Arrange every line of the rows below as a numbered list, skipping any blank lines.

───── DATA TO PROCESS ─────

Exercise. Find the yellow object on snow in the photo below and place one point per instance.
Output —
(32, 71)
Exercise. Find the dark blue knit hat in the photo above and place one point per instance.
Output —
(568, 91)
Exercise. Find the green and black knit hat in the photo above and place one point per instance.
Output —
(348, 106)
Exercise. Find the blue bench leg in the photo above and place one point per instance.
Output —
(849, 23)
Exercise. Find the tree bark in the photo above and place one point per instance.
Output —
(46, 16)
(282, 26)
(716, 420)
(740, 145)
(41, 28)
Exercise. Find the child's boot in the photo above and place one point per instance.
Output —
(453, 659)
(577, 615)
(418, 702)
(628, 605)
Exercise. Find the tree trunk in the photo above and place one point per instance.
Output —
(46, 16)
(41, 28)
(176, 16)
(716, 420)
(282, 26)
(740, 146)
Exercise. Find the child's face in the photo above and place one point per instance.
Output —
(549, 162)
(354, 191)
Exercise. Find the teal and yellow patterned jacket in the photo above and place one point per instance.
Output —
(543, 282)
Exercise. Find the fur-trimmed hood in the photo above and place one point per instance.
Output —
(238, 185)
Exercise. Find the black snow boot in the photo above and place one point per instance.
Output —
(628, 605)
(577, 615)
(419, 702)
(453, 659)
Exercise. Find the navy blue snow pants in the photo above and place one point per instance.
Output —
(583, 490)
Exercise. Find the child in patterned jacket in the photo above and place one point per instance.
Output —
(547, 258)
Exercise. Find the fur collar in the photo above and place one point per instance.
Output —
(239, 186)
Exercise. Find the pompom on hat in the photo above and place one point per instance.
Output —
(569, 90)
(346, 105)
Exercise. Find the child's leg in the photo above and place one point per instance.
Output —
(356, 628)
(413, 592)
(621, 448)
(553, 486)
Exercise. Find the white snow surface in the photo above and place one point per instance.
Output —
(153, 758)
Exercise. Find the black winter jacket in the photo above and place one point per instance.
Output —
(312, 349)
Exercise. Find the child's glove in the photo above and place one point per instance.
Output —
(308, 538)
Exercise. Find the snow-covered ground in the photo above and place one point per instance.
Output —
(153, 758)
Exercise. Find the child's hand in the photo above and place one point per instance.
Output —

─────

**EXERCISE ANSWER**
1. Exercise. Find the yellow object on snow in the photo below and place one point per instance.
2. Output —
3. (32, 71)
4. Exercise. Find the dark blue knit hat in the photo above and place one point per instance.
5. Output —
6. (568, 91)
7. Exercise. Find the green and black knit hat in the photo above and place one point per instance.
8. Output —
9. (348, 106)
10. Exercise. Find the blue bench leg in the photo above and place one point per instance.
11. Output —
12. (849, 23)
13. Exercise. Find the tree bark in the photo above and place one point per instance.
14. Output —
15. (46, 16)
16. (282, 26)
17. (716, 420)
18. (740, 145)
19. (41, 28)
20. Exercise. Find the child's boot in the photo above and place one point per instance.
21. Output —
22. (453, 659)
23. (577, 615)
24. (418, 702)
25. (628, 605)
26. Exercise. Find the tree trunk in the photo above and place one point per instance.
27. Output —
28. (46, 16)
29. (41, 28)
30. (176, 16)
31. (716, 420)
32. (282, 26)
33. (740, 146)
34. Exercise. Find the child's face in the photo above and place one point per instance.
35. Output —
36. (549, 162)
37. (354, 191)
38. Exercise. Find the teal and yellow patterned jacket in the photo above and place one point per instance.
39. Output —
40. (543, 282)
41. Exercise. Find the fur-trimmed hood in the photo above and place one point per instance.
42. Output —
43. (238, 185)
44. Exercise. Find the black snow boot in the photo above and place one point per instance.
45. Output —
46. (628, 605)
47. (577, 615)
48. (419, 702)
49. (453, 659)
50. Exercise. Find the navy blue snow pants in the photo above and place one point per instance.
51. Output —
52. (583, 490)
53. Exercise. Find the child in patterned jacket in the photo above and place one point per instance.
54. Output —
55. (547, 258)
56. Exercise. Find the fur collar in the photo above and place one point per instance.
57. Output —
58. (239, 186)
59. Exercise. Find the pompom on hat in the photo above and place one point per instance.
60. Output —
61. (569, 90)
62. (346, 105)
63. Exercise. Find the child's leg in the photo above and place one point per instance.
64. Output —
65. (356, 628)
66. (413, 592)
67. (621, 448)
68. (553, 486)
69. Exercise. Find the white snow surface in the photo above and place one point per instance.
70. Output —
71. (153, 758)
72. Exercise. Find the black winter jacket in the photo above and place one point per instance.
73. Output —
74. (312, 349)
75. Exercise. Find the child's glove in the photo above and place one point per instance.
76. Output —
77. (308, 538)
78. Exercise. Find the snow-covered ground in the photo above and place one point per instance.
79. Output —
80. (153, 758)
81. Exercise. Find the child's hand in the photo above and place one point per instance.
82. Output —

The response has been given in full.